[Recorded data — start]
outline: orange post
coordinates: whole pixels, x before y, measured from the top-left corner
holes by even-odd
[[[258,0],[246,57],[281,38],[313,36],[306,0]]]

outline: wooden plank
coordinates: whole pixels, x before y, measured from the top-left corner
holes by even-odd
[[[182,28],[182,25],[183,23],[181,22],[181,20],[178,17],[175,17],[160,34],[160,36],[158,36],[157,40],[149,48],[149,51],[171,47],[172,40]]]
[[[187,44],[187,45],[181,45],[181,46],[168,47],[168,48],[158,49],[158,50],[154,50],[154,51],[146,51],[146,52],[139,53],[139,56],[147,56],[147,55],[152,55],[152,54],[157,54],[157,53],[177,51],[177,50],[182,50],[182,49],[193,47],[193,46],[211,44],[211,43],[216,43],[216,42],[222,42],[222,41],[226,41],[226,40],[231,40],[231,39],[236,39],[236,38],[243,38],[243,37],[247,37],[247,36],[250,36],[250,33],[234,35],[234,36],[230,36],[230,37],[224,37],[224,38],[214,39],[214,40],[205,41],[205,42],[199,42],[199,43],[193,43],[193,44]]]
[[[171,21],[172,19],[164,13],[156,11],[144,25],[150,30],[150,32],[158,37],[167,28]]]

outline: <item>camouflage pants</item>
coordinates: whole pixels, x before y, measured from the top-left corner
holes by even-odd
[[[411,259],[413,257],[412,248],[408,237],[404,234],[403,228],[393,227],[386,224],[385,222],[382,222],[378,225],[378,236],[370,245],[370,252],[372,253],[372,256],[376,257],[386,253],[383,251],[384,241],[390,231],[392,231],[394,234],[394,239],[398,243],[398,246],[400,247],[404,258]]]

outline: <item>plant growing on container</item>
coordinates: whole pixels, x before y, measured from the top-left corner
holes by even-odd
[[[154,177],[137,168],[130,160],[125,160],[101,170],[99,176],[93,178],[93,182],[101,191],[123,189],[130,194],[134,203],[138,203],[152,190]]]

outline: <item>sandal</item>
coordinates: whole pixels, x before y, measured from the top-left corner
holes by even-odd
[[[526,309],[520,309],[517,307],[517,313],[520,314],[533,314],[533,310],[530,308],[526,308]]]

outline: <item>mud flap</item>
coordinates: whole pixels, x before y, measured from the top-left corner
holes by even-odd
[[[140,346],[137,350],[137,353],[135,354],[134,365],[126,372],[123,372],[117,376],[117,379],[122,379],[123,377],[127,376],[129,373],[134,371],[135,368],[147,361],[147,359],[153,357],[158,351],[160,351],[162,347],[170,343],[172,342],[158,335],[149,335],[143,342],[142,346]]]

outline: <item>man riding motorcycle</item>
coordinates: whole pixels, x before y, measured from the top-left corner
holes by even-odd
[Recorded data — finish]
**What you need to do:** Would you return all of the data exactly as given?

**Reply to the exercise:**
outline: orange post
coordinates: whole pixels, x before y, measured from the top-left corner
holes by even-odd
[[[258,0],[246,57],[281,38],[313,36],[306,0]]]

outline: wooden plank
coordinates: whole pixels, x before y, measured from the top-left corner
holes by even-odd
[[[182,28],[182,25],[183,23],[181,22],[181,20],[178,17],[175,17],[160,34],[160,36],[158,36],[157,40],[149,48],[149,51],[171,47],[172,40]]]
[[[187,44],[187,45],[181,45],[181,46],[168,47],[168,48],[158,49],[158,50],[154,50],[154,51],[146,51],[146,52],[139,53],[139,56],[147,56],[147,55],[152,55],[152,54],[157,54],[157,53],[177,51],[177,50],[182,50],[182,49],[193,47],[193,46],[211,44],[211,43],[216,43],[216,42],[222,42],[222,41],[226,41],[226,40],[231,40],[231,39],[236,39],[236,38],[243,38],[243,37],[247,37],[247,36],[250,36],[250,33],[234,35],[234,36],[230,36],[230,37],[224,37],[224,38],[214,39],[214,40],[205,41],[205,42],[199,42],[199,43],[193,43],[193,44]]]
[[[171,21],[172,19],[164,13],[156,11],[144,25],[150,30],[150,32],[158,37],[167,28]]]

outline: <item>camouflage pants</item>
coordinates: whole pixels, x before y, measured from the top-left corner
holes by even-odd
[[[411,259],[413,257],[412,248],[408,237],[404,234],[403,228],[393,227],[386,224],[385,222],[382,222],[378,225],[378,236],[370,245],[370,252],[372,253],[372,256],[376,257],[386,253],[383,251],[384,241],[390,231],[392,231],[394,234],[394,239],[398,243],[398,246],[400,247],[404,258]]]

outline: <item>plant growing on container</item>
coordinates: whole pixels, x before y, measured from the top-left corner
holes by even-odd
[[[154,177],[137,168],[130,160],[125,160],[101,170],[99,176],[93,178],[93,182],[101,191],[123,189],[130,194],[134,203],[138,203],[152,190]]]

outline: <item>sandal</item>
coordinates: whole pixels, x before y, measured from the top-left corner
holes by even-odd
[[[526,309],[520,309],[517,307],[517,313],[520,314],[533,314],[533,310],[530,308],[526,308]]]

outline: <item>mud flap</item>
coordinates: whole pixels, x before y, measured from the top-left corner
holes by even-odd
[[[140,346],[137,350],[137,353],[135,354],[134,365],[126,372],[123,372],[117,376],[117,379],[122,379],[123,377],[127,376],[129,373],[134,371],[135,368],[147,361],[147,359],[153,357],[158,351],[160,351],[162,347],[170,343],[172,342],[158,335],[149,335],[143,342],[142,346]]]

outline: <item>man riding motorcycle</item>
coordinates: whole pixels, x before y, measured from the top-left corner
holes by even-odd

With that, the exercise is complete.